====== Given data

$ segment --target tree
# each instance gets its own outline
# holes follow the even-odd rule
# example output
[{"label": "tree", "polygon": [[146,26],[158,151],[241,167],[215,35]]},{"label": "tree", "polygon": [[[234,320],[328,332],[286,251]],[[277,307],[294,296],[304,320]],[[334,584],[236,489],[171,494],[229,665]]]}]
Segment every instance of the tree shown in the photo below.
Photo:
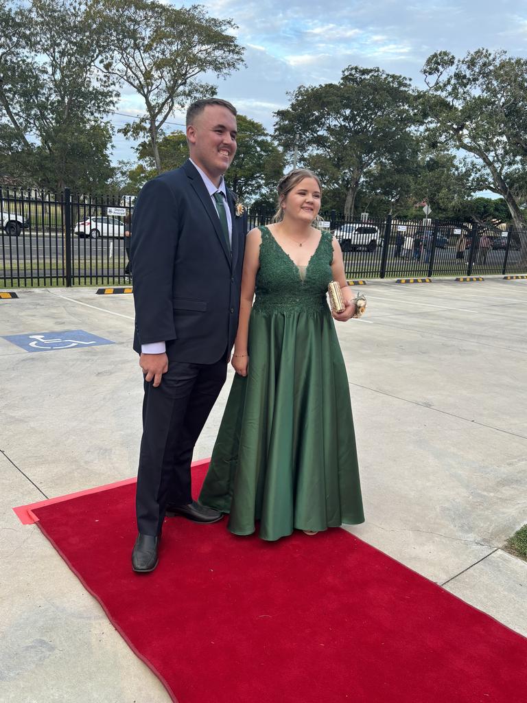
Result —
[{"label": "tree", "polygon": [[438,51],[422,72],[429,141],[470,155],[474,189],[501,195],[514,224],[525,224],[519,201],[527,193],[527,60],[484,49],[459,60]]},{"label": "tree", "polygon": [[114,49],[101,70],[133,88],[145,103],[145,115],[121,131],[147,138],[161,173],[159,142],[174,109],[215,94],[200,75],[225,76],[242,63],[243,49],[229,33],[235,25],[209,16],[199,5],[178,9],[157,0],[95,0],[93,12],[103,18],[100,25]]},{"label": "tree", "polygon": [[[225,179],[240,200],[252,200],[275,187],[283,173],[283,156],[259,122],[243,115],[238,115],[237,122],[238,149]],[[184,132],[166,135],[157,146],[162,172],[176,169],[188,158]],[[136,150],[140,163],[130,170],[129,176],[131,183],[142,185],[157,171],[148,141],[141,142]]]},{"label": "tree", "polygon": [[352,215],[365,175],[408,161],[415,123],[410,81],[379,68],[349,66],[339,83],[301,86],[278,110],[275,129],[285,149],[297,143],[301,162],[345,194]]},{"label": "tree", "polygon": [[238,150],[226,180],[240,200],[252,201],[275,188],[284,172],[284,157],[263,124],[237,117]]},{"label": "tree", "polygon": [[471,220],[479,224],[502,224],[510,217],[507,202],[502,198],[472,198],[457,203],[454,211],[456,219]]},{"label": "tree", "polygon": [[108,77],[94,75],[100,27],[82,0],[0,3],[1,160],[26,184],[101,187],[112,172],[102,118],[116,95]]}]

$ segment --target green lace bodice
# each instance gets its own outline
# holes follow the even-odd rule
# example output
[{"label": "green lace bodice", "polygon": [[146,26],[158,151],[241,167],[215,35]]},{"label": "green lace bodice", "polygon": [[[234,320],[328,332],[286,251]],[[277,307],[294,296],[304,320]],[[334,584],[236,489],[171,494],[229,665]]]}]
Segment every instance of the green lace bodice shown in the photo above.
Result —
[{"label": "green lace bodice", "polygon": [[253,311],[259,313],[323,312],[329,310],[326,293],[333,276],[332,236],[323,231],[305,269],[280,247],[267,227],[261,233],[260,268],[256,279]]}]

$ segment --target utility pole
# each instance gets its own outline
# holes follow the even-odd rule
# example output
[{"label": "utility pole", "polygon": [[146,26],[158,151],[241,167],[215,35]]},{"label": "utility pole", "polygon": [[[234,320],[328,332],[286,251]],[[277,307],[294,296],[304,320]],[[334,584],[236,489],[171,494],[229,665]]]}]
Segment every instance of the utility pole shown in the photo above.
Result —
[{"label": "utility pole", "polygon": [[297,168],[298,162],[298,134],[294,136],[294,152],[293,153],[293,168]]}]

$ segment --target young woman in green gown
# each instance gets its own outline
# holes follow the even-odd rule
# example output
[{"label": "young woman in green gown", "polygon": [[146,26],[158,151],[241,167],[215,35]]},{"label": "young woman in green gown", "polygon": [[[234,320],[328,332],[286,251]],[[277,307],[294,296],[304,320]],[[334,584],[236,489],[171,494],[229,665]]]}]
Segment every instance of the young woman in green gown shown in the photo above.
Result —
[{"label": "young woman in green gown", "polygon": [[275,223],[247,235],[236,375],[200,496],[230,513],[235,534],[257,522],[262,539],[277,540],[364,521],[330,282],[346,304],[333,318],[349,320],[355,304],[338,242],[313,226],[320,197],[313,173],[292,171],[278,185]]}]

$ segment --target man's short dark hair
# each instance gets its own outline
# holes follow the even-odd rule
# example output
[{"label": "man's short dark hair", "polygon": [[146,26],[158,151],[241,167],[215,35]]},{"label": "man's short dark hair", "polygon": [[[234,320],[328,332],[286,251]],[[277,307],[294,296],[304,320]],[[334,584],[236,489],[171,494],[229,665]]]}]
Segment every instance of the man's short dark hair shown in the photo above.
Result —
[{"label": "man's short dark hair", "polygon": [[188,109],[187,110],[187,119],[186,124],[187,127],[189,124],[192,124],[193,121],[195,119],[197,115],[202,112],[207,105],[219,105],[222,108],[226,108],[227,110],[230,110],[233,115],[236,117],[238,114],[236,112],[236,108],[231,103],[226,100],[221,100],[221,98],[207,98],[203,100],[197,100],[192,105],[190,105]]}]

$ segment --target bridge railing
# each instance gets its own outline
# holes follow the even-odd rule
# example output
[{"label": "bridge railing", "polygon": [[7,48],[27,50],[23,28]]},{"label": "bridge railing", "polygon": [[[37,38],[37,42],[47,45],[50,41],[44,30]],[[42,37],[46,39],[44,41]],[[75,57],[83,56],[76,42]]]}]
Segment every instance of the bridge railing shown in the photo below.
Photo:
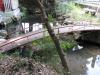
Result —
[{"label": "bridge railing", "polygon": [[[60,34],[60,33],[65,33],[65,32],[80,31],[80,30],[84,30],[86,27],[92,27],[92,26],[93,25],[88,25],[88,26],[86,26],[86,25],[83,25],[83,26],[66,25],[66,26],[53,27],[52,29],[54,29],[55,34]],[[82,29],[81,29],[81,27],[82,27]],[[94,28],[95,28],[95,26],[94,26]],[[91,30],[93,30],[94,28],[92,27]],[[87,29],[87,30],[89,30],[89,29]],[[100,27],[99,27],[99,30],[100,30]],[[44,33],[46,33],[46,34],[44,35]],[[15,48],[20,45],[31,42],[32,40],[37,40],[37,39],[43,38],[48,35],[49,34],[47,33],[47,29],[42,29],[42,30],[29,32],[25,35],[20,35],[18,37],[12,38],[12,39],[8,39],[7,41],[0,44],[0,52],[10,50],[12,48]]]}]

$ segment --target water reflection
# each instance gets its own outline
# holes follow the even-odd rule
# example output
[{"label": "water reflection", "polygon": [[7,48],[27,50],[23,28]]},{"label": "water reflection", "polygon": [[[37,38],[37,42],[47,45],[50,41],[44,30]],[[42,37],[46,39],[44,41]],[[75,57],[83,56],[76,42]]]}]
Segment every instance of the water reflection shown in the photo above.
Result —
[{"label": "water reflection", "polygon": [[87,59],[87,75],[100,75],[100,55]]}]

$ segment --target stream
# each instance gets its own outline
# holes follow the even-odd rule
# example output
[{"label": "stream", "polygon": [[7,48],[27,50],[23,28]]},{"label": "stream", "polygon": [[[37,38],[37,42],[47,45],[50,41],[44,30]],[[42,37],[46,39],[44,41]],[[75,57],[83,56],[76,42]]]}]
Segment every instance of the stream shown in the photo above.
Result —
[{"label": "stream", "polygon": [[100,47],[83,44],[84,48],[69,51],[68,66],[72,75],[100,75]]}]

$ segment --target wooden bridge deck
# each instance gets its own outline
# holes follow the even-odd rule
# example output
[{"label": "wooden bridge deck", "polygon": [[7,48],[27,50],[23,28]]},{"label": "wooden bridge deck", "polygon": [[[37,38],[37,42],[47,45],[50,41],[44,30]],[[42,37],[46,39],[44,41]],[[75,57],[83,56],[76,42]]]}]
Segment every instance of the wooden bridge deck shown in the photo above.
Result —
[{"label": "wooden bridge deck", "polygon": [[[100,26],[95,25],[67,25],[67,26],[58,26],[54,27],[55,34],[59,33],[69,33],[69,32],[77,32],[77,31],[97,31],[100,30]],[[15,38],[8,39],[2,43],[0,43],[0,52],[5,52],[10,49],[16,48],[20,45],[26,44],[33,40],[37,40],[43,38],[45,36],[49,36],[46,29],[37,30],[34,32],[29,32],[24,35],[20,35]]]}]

============

**Directive**
Take the line that contains "segment --target stream" and every line after it through the end of the listing above, and repeat them exactly.

**Answer**
$ segment --target stream
# each instance gets its own outline
# holes follow the even-odd rule
# example output
[{"label": "stream", "polygon": [[7,48],[27,50],[23,28]]},{"label": "stream", "polygon": [[[37,38],[37,42],[47,45],[50,41],[44,30]],[[42,37],[46,39],[44,41]],[[75,57],[83,56],[76,42]]]}]
Segment every instance of the stream shown in the photo above.
Result —
[{"label": "stream", "polygon": [[100,47],[83,44],[84,48],[69,51],[68,66],[72,75],[100,75]]}]

$ segment --target wooden bridge deck
# each instance gets its own outline
# holes follow the even-odd rule
# example output
[{"label": "wooden bridge deck", "polygon": [[7,48],[27,50],[23,28]]},{"label": "wooden bridge deck", "polygon": [[[37,38],[37,42],[47,45],[50,41],[44,30]],[[42,37],[46,39],[44,41]],[[75,57],[83,56],[76,42]]]}]
Segment every instance of the wooden bridge deck shown in the photo above.
Result —
[{"label": "wooden bridge deck", "polygon": [[[100,26],[95,25],[67,25],[67,26],[58,26],[54,27],[55,34],[59,33],[69,33],[69,32],[77,32],[77,31],[97,31],[100,30]],[[15,38],[8,39],[2,43],[0,43],[0,52],[5,52],[10,49],[16,48],[20,45],[26,44],[33,40],[37,40],[43,38],[45,36],[49,36],[46,29],[37,30],[34,32],[29,32],[24,35],[20,35]]]}]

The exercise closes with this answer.